◆ WORK TO BE COMPLETED ◆
Add 22 to every number in the coordinate pairs and write out the records again with all other text unchanged, starting at the beginning of the records and ending at the line that contains "(1283, 248)".

◆ DATA EXTRACT ◆
--- START ---

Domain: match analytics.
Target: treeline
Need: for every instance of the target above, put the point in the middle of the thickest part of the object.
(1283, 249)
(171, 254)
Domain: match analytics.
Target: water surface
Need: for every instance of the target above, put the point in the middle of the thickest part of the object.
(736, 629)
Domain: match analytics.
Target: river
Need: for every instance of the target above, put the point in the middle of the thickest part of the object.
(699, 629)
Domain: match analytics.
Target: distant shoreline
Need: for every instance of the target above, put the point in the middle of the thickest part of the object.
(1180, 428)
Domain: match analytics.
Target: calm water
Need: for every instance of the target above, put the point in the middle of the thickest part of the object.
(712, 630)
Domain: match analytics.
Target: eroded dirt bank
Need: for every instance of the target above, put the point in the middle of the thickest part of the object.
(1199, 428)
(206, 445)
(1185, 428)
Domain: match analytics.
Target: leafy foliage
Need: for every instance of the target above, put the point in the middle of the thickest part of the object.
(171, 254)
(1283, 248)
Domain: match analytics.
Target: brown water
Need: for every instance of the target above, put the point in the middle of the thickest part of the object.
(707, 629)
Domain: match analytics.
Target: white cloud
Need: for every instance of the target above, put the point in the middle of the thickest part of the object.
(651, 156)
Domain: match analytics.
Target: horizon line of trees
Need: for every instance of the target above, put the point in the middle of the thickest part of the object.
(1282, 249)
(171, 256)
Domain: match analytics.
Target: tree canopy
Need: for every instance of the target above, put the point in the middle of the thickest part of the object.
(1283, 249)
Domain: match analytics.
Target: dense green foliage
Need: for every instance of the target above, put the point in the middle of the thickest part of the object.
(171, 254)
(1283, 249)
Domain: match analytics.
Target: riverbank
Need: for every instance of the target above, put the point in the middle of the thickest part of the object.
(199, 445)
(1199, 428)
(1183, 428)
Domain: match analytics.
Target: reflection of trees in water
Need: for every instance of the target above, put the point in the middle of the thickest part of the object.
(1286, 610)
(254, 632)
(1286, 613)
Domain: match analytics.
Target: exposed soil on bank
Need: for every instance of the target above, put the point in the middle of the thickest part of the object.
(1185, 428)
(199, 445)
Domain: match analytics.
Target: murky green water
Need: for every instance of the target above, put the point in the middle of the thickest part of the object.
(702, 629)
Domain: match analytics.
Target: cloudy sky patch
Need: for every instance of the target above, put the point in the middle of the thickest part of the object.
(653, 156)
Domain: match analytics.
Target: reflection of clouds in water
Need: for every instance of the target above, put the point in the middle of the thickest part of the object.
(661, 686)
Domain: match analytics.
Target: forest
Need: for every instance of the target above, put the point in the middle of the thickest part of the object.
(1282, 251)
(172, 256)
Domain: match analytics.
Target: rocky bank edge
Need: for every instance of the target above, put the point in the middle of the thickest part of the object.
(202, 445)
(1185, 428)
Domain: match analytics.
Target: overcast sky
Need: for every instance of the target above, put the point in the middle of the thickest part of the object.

--- END ---

◆ WRITTEN RESPONSE ◆
Domain: match analytics.
Target: treeline
Need: for every instance of the target above, put the point in the middle of the thickest part of the object.
(1305, 271)
(193, 276)
Domain: match analytics.
Target: water surface
Need: for every instance of the target above, put the point in the middle of the thickest part of the object.
(758, 651)
Domain: match analytics.
Target: river
Need: for every instance of the target above, put the point in the middle of the thickest part of the object.
(721, 651)
Domain: match analytics.
Target: distant shoreline
Need: for every instance of the target above, put the point in the middle of the thickest part of the object.
(1202, 450)
Domain: match analytics.
Target: calm water
Need: for every instance of the target above, put the point in the middle of the thickest part of the object.
(734, 652)
Domain: match analytics.
Target: eroded dirt bank
Need: for every instance of the target above, put the point in the middle of the thickest part of the object.
(1221, 450)
(228, 467)
(1207, 450)
Domain: match analytics.
Target: leafy foliage
Need: for every instance of the target above, put the point in the middle of the thickest part of the object.
(193, 276)
(1305, 270)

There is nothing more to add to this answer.